▶ Page
A Leader with brains and a vision

The one and only free public forum for Bohras. The focus of this forum is the reform movement, the Dawoodi Bohra faith and, of course, the corrupt priesthood. But the discussion is in no way restricted to the Bohras alone.
observer
Posts: 121
Joined: Sun Dec 10, 2000 5:01 am

A Leader with brains and a vision

#1

Unread post by observer » Thu Oct 23, 2003 5:11 pm

Here is something participants will find interesting. None of this BS about zahir and batin about the Koran which we are being fed everday.

Wednesday, October 23, 2003
--------------------------------------------------------------------------------

Aga Khan urges correct use of Koran teachings
LONDON, Tuesday
The Aga Khan at the weekend spoke about freedom of interpretation as a "generosity which the Holy Koran confers upon all believers".

He also spoke of what was needed to assure "the growth of future generations of our intelligentsia, so that we strengthen our own capacity to determine our destiny".

In a keynote address at an international meeting entitled "Word of God, Art of Man: The Koran and its Creative Expressions," the Aga Khan, spiritual leader of the the Shia Ismaili Muslims, said: "The revelation granted to the Holy Prophet Muhammad opened new horizons and released new energies of mind and spirit."

It was, he said, a message "still potent in the Muslim world today, although it is sometimes clouded over, distorted and deformed by political interests and by struggles for power over the minds and hearts of people."

There are attempts, he warned, "at transforming what are meant to be fluid, progressive, open-ended, intellectually informed and spiritually inspired traditions of thought, into hardened, monolithic, absolutist and obscurantist positions."

Later , speaking to postgraduate students in Islamic Studies and Humanities, the Aga Khan described the intellectual development of the ummah as an urgent challenge.

"In what voice or voices," he asked, "can the Islamic heritage speak to us afresh – a voice true to the historical experience of the Muslim world yet, at the same time, relevant to the technically advanced, but morally turbulent and uncertain world of today?"

He spoke of divides so readily perceived today. "On the opposite sides of the fissures," he said, "are the ultra-rich and the ultra-poor, the Shia and the Sunni, the Arab and the non-Arab, the theocracies and the secular states, those who search for and are keen to adopt modern, participatory forms of government, versus those who wish to re-impose supposedly ancient forms of governance."

▶ Your tasks
(1) For each statement, marked (a), (b) and (c), say whether the forum post above agrees with it. Answer yes or no and quote the words of the forum post that decide it.
(a) The Aga Khan spoke to postgraduate students in Islamic Studies and Humanities.
(b) The international meeting was titled "The Koran and the Modern World."
(c) The forum member observer has 121 posts.
(2) Using the forum post above, answer each question on its own line with the matching letter.
(a) When did observer join the forum?
(b) Which city appears in the news report's dateline?
(c) What did the Aga Khan call an urgent challenge?
(3) Set down the part of the forum post above that begins at the words "Later , speaking" and ends after the words "an urgent challenge.".

▶ Dataset section
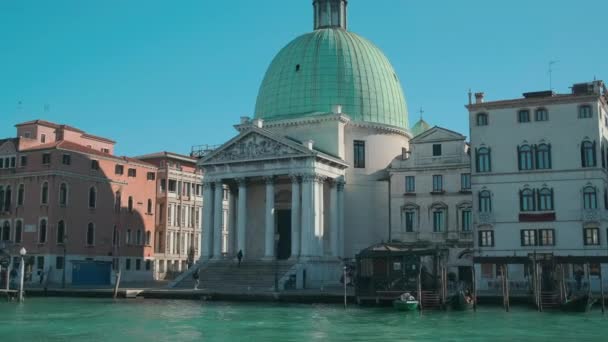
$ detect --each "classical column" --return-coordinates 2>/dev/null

▶ Outputs for the tasks
(1)
(a) Yes: "speaking to postgraduate students in Islamic Studies and Humanities"
(b) No: "an international meeting entitled "Word of God, Art of Man: The Koran and its Creative Expressions,""
(c) Yes: "Posts: 121"

(2)
(a) Sun Dec 10, 2000 5:01 am
(b) London
(c) The intellectual development of the ummah

(3)
Later , speaking to postgraduate students in Islamic Studies and Humanities, the Aga Khan described the intellectual development of the ummah as an urgent challenge.